Exercise requirements: Copy the records exactly. Include every line.
=== Data supplied ===
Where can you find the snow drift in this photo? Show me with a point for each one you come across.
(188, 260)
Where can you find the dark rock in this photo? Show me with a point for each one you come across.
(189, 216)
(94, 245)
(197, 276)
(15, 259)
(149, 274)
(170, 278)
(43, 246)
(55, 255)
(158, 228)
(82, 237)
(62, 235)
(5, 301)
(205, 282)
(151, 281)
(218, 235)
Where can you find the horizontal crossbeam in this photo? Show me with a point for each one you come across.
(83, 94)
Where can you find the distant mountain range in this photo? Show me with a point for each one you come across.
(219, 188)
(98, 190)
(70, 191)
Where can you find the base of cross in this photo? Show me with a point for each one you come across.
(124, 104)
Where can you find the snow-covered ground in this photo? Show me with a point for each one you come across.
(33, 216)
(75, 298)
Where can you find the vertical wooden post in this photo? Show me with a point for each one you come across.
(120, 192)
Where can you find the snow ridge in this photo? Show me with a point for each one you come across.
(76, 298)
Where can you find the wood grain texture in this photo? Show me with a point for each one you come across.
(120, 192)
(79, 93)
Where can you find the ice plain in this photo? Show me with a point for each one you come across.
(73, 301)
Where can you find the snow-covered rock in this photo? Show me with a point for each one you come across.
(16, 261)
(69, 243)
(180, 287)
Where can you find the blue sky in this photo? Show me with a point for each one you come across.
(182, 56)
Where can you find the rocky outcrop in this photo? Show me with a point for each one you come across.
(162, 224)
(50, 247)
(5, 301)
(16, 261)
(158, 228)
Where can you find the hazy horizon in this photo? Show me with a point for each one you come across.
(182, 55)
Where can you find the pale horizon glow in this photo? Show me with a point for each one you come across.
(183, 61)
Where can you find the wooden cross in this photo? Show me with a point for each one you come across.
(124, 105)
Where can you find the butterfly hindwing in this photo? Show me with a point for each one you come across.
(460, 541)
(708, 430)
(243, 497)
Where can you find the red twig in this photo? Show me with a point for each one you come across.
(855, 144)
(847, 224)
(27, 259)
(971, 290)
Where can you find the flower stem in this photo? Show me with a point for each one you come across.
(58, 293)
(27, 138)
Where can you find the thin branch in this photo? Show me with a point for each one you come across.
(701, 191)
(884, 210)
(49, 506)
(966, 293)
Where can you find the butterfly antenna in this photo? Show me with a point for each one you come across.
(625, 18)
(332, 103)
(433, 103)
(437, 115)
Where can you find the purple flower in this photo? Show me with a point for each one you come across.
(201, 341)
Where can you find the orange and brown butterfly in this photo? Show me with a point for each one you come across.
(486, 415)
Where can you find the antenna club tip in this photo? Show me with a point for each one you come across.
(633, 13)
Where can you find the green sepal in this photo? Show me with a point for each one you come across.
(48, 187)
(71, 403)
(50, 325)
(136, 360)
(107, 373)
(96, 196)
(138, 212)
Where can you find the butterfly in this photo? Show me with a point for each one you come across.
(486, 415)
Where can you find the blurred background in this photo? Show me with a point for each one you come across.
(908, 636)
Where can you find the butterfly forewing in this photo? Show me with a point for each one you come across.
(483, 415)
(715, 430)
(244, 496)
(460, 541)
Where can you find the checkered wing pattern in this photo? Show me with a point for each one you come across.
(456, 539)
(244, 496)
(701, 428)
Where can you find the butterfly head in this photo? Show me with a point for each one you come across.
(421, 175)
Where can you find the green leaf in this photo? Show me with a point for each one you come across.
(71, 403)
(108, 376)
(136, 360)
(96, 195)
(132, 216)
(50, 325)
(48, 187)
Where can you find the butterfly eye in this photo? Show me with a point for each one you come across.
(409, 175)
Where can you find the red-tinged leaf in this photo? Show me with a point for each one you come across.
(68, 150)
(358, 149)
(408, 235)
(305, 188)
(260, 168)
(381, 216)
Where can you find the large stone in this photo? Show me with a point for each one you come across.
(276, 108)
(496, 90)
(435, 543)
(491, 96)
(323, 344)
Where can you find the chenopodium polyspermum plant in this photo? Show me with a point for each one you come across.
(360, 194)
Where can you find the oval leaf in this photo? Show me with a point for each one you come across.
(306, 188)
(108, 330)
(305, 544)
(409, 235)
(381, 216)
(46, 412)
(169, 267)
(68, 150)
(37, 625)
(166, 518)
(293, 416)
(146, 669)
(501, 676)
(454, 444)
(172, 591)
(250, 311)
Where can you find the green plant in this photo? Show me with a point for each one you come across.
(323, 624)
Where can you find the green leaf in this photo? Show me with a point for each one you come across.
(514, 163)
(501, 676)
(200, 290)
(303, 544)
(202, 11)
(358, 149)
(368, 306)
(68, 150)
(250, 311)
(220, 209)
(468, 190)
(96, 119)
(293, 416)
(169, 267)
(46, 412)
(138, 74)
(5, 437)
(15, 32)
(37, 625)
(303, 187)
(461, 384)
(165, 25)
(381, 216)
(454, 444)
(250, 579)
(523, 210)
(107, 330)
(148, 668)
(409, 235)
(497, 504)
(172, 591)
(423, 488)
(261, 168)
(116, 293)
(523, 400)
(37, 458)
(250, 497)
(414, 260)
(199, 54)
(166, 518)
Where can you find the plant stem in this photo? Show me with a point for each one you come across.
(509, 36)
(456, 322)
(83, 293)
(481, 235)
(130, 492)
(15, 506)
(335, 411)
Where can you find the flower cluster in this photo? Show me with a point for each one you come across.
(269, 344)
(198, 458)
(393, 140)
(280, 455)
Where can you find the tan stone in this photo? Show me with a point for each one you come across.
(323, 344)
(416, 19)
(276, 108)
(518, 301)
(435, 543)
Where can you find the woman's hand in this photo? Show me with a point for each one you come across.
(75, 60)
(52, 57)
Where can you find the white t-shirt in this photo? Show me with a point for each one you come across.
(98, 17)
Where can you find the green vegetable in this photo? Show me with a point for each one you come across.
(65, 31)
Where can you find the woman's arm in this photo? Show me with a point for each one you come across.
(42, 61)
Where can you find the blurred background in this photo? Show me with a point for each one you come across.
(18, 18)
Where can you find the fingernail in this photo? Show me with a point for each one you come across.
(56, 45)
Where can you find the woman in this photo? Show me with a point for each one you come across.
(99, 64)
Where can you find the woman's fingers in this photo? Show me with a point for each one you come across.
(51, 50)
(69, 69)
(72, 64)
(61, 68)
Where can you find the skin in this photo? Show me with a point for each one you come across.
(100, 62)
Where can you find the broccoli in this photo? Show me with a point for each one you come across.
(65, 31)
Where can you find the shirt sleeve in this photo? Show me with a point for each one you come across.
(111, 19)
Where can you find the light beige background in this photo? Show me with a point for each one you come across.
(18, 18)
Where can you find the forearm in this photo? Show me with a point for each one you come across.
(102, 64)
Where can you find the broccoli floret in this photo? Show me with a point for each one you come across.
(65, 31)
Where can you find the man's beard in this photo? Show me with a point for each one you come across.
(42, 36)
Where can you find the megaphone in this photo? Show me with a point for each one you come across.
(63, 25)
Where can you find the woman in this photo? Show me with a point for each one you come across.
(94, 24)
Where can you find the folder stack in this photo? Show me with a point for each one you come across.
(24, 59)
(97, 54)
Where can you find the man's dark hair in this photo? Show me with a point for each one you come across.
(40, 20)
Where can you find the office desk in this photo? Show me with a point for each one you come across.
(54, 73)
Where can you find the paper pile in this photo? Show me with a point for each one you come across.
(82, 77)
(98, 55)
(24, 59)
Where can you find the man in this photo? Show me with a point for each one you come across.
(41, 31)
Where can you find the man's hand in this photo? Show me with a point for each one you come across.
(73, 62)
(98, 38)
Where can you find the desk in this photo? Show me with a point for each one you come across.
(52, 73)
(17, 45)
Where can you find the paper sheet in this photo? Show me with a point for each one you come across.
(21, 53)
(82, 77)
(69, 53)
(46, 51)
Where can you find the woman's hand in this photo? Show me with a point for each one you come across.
===
Answer box:
Where can you find the snow drift in this photo? Show me with a point for each one you come across.
(188, 260)
Where can you find the dark rock in this photo? Show me with a point for each one you come across.
(189, 216)
(94, 245)
(197, 276)
(15, 259)
(149, 274)
(170, 278)
(43, 246)
(55, 255)
(158, 228)
(82, 237)
(62, 235)
(5, 301)
(205, 282)
(151, 281)
(218, 235)
Where can you find the horizontal crossbeam in this photo? Show me with a point for each one you come across.
(83, 94)
Where can you find the distant mountain range in this photo? Show me with a point for each one you come across.
(219, 188)
(98, 190)
(70, 191)
Where can you find the base of cross in this photo? Show me with a point for each one you come across.
(124, 104)
Where can you find the snow-covered ground in this photo? Show me with a point for each one you come across.
(33, 216)
(75, 298)
Where can you find the vertical wooden post in this photo? Show me with a point for each one you come across.
(120, 192)
Where can you find the snow ridge in this photo? Show me with a point for each one you come across.
(76, 298)
Where can you find the wood grain texture in this photo? Show me with a point for each one you come across.
(120, 192)
(79, 93)
Where can you find the ice plain in this photo? Show me with a point for each one you come across.
(73, 301)
Where can you find the snow-covered rock in this photo? Show me with a point for each one you come across.
(16, 261)
(69, 243)
(180, 287)
Where can you find the blue sky in this photo? Show me with a point for each one you come across.
(182, 56)
Where can you find the rocky outcrop in this photo? Show me with a point for each one you come across.
(162, 224)
(50, 247)
(5, 301)
(16, 261)
(158, 228)
Where can you find the hazy horizon in this photo? Show me with a point for each one you come across.
(182, 55)
Where can you find the pale horizon glow in this photo? Show me with a point for each one you come across.
(183, 61)
Where can you find the wooden cross in this photo? Show me with a point for each one you come across.
(124, 105)
Where can you find the butterfly hindwing in this photo? Show me with a point for each one you come across.
(460, 541)
(708, 430)
(243, 497)
Where can you find the red twig in this photo? Show me with a point for each one you come across.
(855, 144)
(847, 224)
(27, 259)
(971, 290)
Where can you find the flower stem in this photo? Show me with a point for each one you come across.
(58, 293)
(27, 138)
Where can you find the thin branch in this photo? Show me with a point for each one you come across.
(701, 191)
(884, 210)
(49, 506)
(966, 293)
Where can you find the butterfly antenna in this photo? Show me with a point for each one you come across.
(625, 18)
(332, 103)
(433, 103)
(437, 115)
Where can you find the purple flower in this photo? Show me with a point for each one you come across.
(201, 341)
Where can you find the orange and brown butterfly in this photo? Show me with a point for each one you come across.
(486, 415)
Where can you find the antenna club tip in this photo? Show me with a point for each one you come across.
(633, 13)
Where can you find the green sepal in this photo? Show me with a point for each one you come across.
(48, 187)
(71, 403)
(50, 325)
(136, 360)
(107, 373)
(96, 196)
(138, 212)
Where can you find the butterfly in this photo? Show me with a point for each one you come across.
(486, 415)
Where can you find the blurred background in this photo? Show me with a point for each one you come across.
(908, 636)
Where can you find the butterfly forewing in this photo? Show me with a point for each one you come across.
(483, 415)
(715, 430)
(244, 496)
(460, 541)
Where can you find the checkered wing pattern in this photo? Show me with a point for each one you come across.
(456, 539)
(244, 496)
(701, 428)
Where can you find the butterfly head in this photo? Show me with a point for each one you come across.
(421, 175)
Where can you find the green leaf in this photo? Show me with a point for each one you come across.
(71, 403)
(108, 376)
(136, 360)
(96, 195)
(132, 216)
(50, 325)
(48, 187)
Where can you find the butterfly eye in this photo? Show me with a point for each one you come across.
(409, 175)
Where can you find the red-tinged leaf in this photo? Show me with a point for each one you come across.
(68, 150)
(358, 149)
(408, 235)
(305, 188)
(260, 168)
(381, 216)
Where can you find the large stone in this photo? Show me with a point for each one you come across.
(276, 108)
(496, 90)
(435, 543)
(491, 96)
(323, 344)
Where can you find the chenopodium polyspermum plant in this photo? Show me with a point for each one you come across.
(360, 194)
Where can you find the oval leaf in this photo? Show me with a point for each one you come across.
(306, 188)
(108, 330)
(305, 544)
(409, 235)
(381, 216)
(46, 412)
(169, 267)
(68, 150)
(37, 625)
(166, 518)
(293, 416)
(146, 669)
(501, 676)
(454, 444)
(172, 591)
(250, 311)
Where can you find the green plant in this photo? Show me with a point for each one you come across.
(323, 624)
Where can you find the green leaf in this photo? Show me with a point for each one you come across.
(514, 163)
(501, 676)
(200, 290)
(303, 544)
(202, 11)
(358, 149)
(368, 306)
(68, 150)
(250, 311)
(220, 209)
(468, 190)
(96, 119)
(293, 416)
(169, 267)
(46, 412)
(138, 74)
(5, 437)
(15, 32)
(37, 625)
(303, 187)
(461, 384)
(165, 25)
(381, 216)
(454, 444)
(250, 579)
(523, 210)
(107, 330)
(148, 668)
(409, 235)
(497, 504)
(172, 591)
(423, 488)
(261, 168)
(116, 293)
(523, 400)
(37, 458)
(250, 497)
(414, 260)
(199, 54)
(166, 518)
Where can you find the plant stem in this photo? Show me with a point for each one you come across.
(509, 36)
(456, 322)
(83, 293)
(481, 235)
(130, 492)
(15, 506)
(335, 411)
Where can you find the flower cluster in this photo? Show me with a point for each one you come across.
(269, 344)
(198, 458)
(393, 140)
(280, 455)
Where can you find the tan stone in this photo? Show me with a point for each one you come across.
(323, 344)
(416, 19)
(276, 108)
(518, 301)
(435, 543)
Where can you find the woman's hand in this photo? Show me with a point for each one you come across.
(75, 60)
(52, 57)
Where can you find the white t-shirt in this photo? Show me with a point for each one you come across.
(98, 17)
Where can you find the green vegetable in this photo? Show me with a point for each one you come across.
(65, 31)
Where can you find the woman's arm in this photo? Show me with a point for each one you come across.
(42, 61)
Where can you find the blurred background in this photo? Show me with a point for each one you come across.
(18, 18)
Where can you find the fingernail in this photo? Show me with a point for each one you come across.
(56, 45)
Where can you find the woman in this photo? Show me with a point for each one you come across.
(99, 64)
Where can you find the woman's fingers in this photo? Show me with a point for each one you come across.
(51, 50)
(69, 69)
(72, 64)
(61, 68)
Where can you find the skin in this photo? Show me with a point for each one you come across.
(100, 62)
Where can you find the broccoli in this photo? Show me with a point for each one you come across.
(65, 31)
Where can you find the shirt sleeve in this photo? Show me with a point for each one you come across.
(111, 19)
Where can you find the light beige background in this photo? Show me with a point for each one you come across.
(18, 18)
Where can you find the forearm in this photo? Show me with a point for each one you come across.
(102, 64)
Where can you find the broccoli floret in this photo? Show me with a point for each one you come across.
(65, 31)
Where can you find the man's beard in this photo? Show me with a point for each one you come across.
(42, 36)
Where can you find the megaphone in this photo? Show me with a point for each one you come across.
(63, 25)
Where can you find the woman in this photo? Show me with a point for each one you come across.
(94, 24)
Where can you find the folder stack in this photo? Show me with a point for each one you come across.
(24, 59)
(97, 54)
Where can you find the man's dark hair in this photo? Show me with a point for each one you come across.
(40, 20)
Where can you find the office desk in this photo? Show me with a point for each one you come across.
(54, 73)
Where can you find the paper pile in this photo? Show me with a point for each one you come across.
(82, 77)
(98, 55)
(24, 59)
Where can you find the man in this photo? Show me with a point for each one you come across.
(41, 31)
Where can you find the man's hand in this photo? Show me with a point for each one you come across.
(73, 62)
(98, 38)
Where can you find the desk in this photo? Show me with a point for each one you come across.
(52, 73)
(17, 45)
Where can you find the paper sheet in this photo? Show me with a point for each one you come across.
(21, 53)
(82, 77)
(69, 53)
(46, 51)
Where can you find the woman's hand in this photo? Show me with a point for each one you come across.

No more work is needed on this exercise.